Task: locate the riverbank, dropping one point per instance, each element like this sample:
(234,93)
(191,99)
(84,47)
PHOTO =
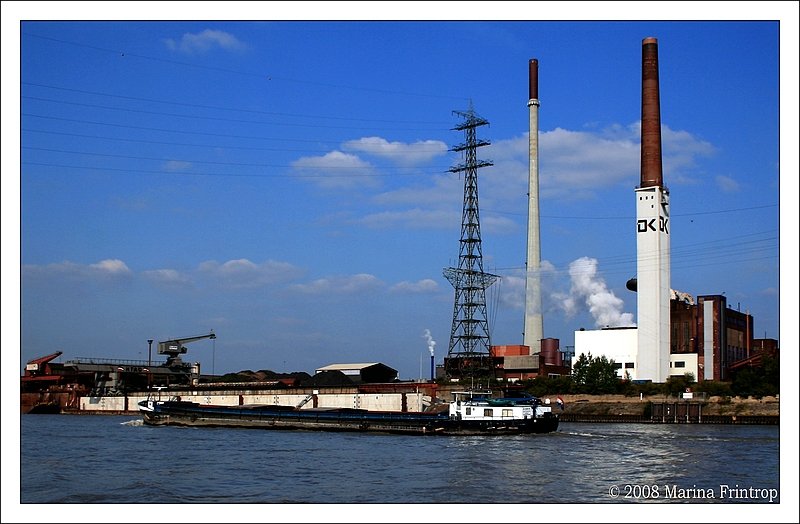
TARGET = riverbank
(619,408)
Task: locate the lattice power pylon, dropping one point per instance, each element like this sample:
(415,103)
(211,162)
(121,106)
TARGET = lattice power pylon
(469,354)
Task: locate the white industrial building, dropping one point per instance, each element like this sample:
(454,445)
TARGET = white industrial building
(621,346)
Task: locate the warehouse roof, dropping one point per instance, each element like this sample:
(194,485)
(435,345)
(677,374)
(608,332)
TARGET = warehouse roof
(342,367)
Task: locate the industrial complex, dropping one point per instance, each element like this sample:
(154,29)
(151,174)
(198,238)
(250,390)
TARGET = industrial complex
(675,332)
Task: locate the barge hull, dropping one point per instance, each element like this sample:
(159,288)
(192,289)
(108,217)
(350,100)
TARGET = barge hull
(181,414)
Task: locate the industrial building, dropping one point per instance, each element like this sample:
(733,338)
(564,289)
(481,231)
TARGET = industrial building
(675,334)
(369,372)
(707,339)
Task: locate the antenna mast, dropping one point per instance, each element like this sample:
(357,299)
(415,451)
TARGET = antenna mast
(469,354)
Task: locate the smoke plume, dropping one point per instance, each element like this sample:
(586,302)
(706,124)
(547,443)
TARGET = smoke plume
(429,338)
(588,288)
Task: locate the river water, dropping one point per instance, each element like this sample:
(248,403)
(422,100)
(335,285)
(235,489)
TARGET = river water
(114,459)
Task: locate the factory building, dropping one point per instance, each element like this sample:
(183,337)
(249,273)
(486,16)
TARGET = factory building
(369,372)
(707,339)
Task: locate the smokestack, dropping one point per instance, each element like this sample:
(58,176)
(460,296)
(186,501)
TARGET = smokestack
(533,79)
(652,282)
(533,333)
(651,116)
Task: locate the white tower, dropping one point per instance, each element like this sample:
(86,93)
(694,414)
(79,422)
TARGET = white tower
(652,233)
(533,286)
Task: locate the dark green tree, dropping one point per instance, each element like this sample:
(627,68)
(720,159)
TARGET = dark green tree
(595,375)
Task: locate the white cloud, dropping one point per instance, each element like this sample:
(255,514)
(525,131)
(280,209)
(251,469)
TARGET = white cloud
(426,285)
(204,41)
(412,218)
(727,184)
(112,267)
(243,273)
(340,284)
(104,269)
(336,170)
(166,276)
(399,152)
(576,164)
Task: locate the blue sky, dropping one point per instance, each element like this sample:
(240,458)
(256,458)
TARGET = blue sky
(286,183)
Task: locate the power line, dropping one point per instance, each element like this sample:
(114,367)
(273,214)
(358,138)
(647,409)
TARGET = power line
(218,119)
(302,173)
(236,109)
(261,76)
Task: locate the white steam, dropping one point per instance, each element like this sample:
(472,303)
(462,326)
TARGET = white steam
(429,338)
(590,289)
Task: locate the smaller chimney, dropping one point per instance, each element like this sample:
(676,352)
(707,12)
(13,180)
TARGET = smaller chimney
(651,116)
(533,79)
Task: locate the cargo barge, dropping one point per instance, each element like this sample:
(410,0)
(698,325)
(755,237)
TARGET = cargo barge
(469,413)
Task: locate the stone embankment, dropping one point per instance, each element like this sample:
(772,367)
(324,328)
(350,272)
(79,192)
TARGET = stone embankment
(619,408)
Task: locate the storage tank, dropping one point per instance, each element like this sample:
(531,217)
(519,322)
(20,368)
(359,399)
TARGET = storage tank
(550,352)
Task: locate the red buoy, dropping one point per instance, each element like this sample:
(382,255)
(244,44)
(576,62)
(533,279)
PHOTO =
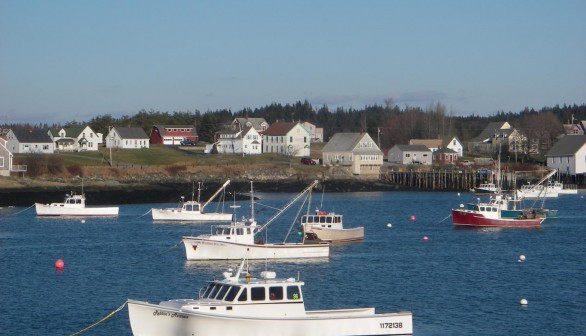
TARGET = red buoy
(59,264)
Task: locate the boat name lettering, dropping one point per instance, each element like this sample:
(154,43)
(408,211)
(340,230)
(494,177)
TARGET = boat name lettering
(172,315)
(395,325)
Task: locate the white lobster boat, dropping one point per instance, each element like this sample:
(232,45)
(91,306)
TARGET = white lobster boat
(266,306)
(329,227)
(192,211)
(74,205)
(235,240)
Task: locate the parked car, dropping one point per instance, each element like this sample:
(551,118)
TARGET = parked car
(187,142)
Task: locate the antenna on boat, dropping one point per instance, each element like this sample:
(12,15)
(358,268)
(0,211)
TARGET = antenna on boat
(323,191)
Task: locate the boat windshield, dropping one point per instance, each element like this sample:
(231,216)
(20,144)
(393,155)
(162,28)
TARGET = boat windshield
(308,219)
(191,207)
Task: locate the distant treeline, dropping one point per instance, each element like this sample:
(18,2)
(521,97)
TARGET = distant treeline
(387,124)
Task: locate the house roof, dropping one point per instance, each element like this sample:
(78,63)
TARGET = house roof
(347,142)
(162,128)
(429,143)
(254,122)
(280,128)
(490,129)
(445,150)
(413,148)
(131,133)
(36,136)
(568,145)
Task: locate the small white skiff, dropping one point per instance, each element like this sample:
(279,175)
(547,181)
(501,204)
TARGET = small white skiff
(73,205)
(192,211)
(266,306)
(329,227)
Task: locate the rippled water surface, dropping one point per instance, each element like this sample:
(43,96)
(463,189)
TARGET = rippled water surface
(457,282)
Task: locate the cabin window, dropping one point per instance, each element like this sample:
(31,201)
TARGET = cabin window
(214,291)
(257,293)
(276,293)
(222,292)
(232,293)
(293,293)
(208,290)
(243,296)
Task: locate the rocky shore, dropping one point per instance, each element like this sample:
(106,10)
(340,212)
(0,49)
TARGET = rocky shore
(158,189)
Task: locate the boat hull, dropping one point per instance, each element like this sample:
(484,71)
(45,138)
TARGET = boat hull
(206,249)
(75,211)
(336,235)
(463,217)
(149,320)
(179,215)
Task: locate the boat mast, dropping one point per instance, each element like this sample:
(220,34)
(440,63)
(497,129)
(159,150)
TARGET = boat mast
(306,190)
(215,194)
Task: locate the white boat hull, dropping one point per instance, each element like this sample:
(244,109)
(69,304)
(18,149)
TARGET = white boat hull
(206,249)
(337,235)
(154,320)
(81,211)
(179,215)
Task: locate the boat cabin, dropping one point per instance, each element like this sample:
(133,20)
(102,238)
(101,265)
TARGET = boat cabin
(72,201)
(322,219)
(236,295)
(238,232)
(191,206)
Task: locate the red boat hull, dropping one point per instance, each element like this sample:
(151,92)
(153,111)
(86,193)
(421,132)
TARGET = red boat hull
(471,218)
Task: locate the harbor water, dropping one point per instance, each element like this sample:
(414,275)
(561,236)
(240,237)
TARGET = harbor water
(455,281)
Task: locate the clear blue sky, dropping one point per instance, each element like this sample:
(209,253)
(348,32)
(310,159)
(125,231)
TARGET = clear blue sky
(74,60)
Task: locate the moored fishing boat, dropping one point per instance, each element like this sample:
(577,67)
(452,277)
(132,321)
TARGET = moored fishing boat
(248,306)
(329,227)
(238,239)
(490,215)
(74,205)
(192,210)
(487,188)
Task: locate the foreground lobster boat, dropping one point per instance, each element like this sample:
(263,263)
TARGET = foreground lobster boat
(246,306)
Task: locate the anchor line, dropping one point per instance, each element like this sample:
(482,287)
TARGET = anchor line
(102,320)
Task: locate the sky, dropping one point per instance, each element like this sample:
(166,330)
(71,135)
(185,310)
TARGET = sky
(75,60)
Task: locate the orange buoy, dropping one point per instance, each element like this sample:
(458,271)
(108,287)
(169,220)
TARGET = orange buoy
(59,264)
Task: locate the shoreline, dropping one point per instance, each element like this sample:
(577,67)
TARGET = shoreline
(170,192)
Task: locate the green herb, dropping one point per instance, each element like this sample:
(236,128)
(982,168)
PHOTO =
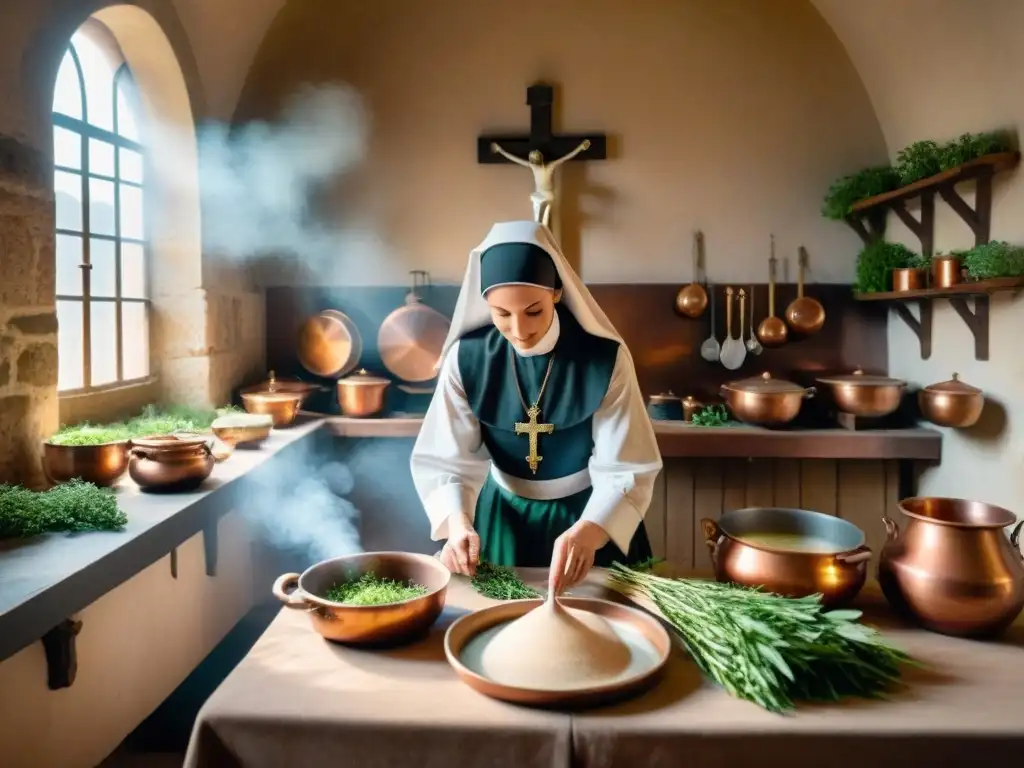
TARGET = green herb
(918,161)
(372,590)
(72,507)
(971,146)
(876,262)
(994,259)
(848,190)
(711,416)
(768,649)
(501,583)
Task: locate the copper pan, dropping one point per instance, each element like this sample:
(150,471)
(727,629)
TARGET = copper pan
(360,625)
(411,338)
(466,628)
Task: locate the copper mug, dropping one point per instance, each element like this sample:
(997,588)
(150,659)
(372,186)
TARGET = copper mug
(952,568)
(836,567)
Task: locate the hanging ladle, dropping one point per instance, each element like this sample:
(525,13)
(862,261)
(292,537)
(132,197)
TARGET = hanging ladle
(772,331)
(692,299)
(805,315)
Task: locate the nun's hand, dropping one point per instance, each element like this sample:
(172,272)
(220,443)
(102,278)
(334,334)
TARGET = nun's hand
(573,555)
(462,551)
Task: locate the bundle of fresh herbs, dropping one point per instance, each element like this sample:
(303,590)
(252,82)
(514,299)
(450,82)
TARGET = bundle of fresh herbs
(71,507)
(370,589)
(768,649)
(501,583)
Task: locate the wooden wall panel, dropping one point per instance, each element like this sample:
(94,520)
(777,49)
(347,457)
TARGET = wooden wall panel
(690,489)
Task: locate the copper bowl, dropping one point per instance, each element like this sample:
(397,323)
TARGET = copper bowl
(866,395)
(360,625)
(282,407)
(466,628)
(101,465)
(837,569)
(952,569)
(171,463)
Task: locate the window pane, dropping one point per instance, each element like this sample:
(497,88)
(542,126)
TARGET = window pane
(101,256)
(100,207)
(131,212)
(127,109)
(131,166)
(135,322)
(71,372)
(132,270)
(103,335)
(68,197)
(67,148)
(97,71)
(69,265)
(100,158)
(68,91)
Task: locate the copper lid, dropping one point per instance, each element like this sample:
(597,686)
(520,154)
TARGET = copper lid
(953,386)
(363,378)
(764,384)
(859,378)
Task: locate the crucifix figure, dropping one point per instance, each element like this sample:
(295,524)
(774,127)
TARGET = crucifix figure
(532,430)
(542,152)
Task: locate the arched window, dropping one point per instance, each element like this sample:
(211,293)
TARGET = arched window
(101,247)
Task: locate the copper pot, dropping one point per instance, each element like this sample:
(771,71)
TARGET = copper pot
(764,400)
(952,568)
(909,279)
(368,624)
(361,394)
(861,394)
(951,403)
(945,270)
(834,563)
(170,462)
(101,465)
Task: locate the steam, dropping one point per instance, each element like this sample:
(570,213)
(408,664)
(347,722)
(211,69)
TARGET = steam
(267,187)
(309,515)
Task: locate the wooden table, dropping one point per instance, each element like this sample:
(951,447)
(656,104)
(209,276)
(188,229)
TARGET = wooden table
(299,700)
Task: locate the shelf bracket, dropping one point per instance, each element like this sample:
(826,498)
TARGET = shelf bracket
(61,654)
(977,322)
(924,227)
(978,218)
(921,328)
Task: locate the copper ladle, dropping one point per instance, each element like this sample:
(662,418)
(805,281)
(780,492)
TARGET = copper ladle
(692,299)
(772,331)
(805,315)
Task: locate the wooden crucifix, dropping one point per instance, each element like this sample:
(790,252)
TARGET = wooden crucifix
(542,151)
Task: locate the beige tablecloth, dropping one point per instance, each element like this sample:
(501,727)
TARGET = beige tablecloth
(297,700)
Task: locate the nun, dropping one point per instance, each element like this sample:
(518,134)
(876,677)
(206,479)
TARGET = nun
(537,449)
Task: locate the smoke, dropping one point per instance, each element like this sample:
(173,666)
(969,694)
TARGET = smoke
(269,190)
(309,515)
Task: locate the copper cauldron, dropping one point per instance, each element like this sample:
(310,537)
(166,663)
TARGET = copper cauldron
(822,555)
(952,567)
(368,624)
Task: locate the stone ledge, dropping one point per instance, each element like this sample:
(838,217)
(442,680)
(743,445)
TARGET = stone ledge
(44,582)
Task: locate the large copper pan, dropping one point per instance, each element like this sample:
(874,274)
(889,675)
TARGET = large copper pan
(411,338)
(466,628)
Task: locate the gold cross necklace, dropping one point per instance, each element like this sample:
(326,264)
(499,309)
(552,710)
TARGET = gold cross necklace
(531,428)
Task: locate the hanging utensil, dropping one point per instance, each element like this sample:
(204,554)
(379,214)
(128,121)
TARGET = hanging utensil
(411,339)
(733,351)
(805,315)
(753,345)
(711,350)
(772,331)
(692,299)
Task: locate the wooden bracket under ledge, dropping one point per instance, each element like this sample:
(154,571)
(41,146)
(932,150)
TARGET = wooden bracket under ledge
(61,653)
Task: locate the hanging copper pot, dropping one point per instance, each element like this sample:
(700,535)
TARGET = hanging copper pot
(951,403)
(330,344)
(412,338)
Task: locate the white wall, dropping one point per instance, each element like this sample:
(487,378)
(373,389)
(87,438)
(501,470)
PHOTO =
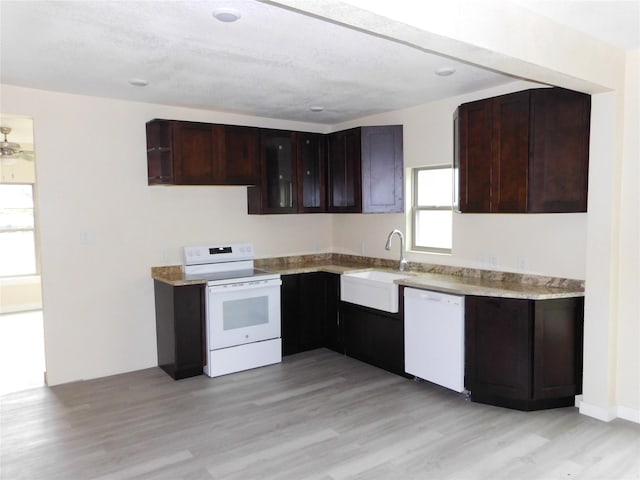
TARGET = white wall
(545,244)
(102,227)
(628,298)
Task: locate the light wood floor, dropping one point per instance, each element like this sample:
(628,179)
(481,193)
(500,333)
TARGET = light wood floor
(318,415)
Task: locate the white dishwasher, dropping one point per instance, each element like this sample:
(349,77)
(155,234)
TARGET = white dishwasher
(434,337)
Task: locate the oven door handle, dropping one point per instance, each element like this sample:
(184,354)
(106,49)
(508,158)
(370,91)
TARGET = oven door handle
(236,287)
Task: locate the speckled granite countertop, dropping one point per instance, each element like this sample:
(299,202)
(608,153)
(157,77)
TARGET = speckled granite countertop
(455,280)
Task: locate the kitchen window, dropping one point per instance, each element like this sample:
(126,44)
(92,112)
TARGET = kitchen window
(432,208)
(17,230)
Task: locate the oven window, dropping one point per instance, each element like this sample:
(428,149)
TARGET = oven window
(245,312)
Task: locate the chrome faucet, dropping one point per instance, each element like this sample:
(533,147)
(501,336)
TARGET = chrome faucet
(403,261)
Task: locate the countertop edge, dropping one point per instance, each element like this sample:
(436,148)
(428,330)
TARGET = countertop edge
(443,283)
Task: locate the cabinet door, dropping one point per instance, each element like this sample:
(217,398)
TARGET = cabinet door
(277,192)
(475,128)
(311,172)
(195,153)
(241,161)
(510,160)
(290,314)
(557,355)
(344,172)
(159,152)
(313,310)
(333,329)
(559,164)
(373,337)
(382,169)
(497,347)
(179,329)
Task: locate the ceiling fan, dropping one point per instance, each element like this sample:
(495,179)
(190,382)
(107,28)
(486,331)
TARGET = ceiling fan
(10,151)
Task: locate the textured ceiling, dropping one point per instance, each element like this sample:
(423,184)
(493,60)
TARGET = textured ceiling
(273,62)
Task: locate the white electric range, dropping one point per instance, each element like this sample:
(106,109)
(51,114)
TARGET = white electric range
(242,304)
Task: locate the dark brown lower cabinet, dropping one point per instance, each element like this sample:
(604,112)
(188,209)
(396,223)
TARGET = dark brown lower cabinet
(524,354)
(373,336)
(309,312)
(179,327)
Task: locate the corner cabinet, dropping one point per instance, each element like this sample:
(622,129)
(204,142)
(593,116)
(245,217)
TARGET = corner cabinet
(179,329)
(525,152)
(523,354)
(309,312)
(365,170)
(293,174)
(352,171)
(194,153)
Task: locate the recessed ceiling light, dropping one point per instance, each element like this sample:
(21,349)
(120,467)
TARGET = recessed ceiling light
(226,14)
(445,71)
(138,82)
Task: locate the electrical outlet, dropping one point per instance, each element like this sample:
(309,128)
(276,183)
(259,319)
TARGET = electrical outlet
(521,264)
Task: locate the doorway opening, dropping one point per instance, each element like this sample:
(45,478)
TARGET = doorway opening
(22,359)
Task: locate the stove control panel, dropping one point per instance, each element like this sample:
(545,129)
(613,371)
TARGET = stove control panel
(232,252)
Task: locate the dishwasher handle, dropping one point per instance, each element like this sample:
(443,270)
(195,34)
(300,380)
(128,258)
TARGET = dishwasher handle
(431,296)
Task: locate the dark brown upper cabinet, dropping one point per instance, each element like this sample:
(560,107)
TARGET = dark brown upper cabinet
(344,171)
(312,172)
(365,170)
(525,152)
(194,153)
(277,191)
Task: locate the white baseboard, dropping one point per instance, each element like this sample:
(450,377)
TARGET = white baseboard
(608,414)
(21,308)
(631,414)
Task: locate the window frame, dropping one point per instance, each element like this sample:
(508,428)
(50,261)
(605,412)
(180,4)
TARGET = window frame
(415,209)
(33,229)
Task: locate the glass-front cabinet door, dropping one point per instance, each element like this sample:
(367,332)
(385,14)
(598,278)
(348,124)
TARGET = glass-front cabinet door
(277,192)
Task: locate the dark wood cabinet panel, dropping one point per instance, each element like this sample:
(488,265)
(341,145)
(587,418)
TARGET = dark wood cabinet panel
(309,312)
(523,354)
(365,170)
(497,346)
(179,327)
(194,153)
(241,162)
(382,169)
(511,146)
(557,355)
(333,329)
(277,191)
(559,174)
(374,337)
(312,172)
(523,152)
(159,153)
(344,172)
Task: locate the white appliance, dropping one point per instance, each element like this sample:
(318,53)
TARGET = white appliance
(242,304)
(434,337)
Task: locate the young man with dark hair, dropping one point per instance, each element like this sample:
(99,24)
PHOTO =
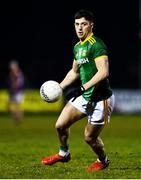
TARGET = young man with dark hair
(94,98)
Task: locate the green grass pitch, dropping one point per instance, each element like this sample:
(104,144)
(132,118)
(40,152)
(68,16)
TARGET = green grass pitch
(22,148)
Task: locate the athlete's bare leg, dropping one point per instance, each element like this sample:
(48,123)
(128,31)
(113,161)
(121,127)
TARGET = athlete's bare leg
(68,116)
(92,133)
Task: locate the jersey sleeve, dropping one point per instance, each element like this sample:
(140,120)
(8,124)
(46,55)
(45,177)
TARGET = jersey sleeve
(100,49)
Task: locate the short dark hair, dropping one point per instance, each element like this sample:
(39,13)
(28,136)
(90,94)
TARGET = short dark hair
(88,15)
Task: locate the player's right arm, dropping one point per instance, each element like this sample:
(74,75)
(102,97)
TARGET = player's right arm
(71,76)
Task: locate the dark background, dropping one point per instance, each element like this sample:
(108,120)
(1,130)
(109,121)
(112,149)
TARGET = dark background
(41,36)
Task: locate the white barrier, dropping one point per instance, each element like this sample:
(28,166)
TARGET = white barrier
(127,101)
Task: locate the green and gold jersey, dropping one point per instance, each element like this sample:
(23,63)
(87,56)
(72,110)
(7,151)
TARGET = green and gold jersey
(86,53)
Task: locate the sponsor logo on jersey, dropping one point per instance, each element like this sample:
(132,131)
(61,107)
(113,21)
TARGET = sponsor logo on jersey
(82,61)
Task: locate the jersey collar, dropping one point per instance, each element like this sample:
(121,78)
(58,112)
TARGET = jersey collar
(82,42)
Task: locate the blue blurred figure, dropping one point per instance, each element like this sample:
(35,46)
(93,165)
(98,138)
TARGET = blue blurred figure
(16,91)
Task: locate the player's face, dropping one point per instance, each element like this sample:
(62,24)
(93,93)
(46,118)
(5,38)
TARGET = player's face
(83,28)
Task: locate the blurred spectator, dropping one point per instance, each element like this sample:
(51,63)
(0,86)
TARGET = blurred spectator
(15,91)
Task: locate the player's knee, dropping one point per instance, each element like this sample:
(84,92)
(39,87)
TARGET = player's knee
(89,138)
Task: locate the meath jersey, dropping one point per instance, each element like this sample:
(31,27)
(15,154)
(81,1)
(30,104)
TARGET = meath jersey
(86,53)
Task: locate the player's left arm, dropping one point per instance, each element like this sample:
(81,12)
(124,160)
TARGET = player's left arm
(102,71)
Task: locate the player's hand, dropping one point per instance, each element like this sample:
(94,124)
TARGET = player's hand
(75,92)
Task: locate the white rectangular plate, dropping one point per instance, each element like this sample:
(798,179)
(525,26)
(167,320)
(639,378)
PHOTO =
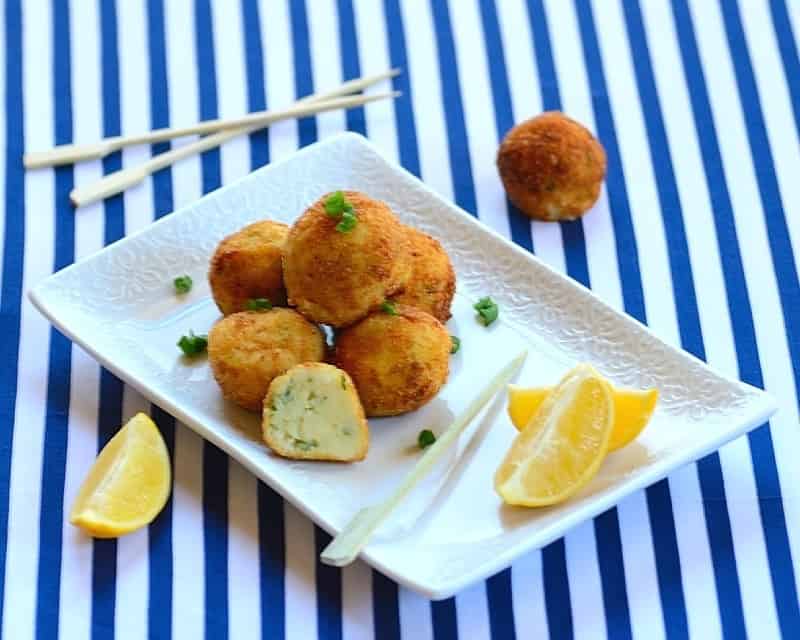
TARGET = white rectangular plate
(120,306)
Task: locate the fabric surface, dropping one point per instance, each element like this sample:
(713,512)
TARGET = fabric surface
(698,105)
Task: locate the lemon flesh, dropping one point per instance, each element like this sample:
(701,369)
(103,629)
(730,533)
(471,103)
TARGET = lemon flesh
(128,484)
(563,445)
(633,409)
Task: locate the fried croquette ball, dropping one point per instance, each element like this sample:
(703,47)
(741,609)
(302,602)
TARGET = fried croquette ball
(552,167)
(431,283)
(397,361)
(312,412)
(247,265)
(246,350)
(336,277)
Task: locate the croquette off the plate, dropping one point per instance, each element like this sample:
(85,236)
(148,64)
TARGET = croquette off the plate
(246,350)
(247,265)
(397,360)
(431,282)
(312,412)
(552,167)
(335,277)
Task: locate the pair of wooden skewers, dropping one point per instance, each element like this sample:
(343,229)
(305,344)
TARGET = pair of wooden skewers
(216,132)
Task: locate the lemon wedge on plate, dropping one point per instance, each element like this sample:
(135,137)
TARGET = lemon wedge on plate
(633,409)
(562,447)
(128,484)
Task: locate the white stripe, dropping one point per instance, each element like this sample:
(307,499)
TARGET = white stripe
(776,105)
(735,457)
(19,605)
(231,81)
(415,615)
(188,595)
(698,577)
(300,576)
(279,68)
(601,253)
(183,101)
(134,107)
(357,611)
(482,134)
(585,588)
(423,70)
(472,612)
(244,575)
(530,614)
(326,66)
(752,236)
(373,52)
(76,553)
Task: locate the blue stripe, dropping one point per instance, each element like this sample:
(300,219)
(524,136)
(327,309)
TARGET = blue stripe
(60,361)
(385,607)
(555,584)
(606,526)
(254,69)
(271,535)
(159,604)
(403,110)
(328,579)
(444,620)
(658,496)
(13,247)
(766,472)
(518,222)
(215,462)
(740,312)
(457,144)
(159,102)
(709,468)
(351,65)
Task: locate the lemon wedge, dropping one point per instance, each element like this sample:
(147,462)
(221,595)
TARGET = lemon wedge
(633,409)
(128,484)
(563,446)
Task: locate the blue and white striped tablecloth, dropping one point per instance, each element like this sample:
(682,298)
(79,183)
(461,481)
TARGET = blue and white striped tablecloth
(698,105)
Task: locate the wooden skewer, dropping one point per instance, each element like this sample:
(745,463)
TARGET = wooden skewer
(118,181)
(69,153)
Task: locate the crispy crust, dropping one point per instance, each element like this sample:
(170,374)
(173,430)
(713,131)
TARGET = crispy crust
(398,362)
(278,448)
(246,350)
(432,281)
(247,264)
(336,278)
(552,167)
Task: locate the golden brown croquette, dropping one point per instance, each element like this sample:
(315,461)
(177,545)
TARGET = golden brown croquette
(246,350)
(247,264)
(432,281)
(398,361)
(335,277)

::::::::

**What you are asked to do:**
Quote every line from the line containing "Task: locate the blue stripe, dropping" through the closing line of the listing, including both.

**Answer:**
Task: locate the blue stripe, dropping one point per instance, each element like this sample:
(300,219)
(524,136)
(327,309)
TARGET = blue stripe
(60,361)
(385,607)
(555,584)
(606,526)
(254,69)
(271,535)
(159,604)
(403,110)
(328,579)
(444,620)
(658,496)
(13,247)
(766,472)
(518,222)
(215,462)
(740,312)
(457,144)
(159,102)
(709,468)
(351,65)
Task: locate the lemon wedge, dropping one point per instance, each element like this sample:
(147,462)
(221,595)
TARGET = lemon wedge
(633,409)
(128,484)
(563,446)
Task: locate the blue and white striped tablecloth, dropping one point per instance, each element like this sample:
(682,298)
(79,183)
(461,481)
TARGET = blue and white striped tablecloth
(698,105)
Task: locate the wooden skewer, dropping one point per instance, each element like this sample:
(745,463)
TARGET = wooden skewer
(118,181)
(69,153)
Task: locate the crispy crust, dropping one point per instance, each element like this sample:
(170,374)
(173,430)
(713,131)
TARGET = crispy crust
(398,362)
(278,448)
(246,350)
(432,281)
(247,264)
(336,278)
(552,167)
Task: locate the golden brown croquette, dropping one point per instance, each element like this sample:
(315,461)
(177,545)
TARGET = golden brown croquette
(246,350)
(247,264)
(432,281)
(398,361)
(335,277)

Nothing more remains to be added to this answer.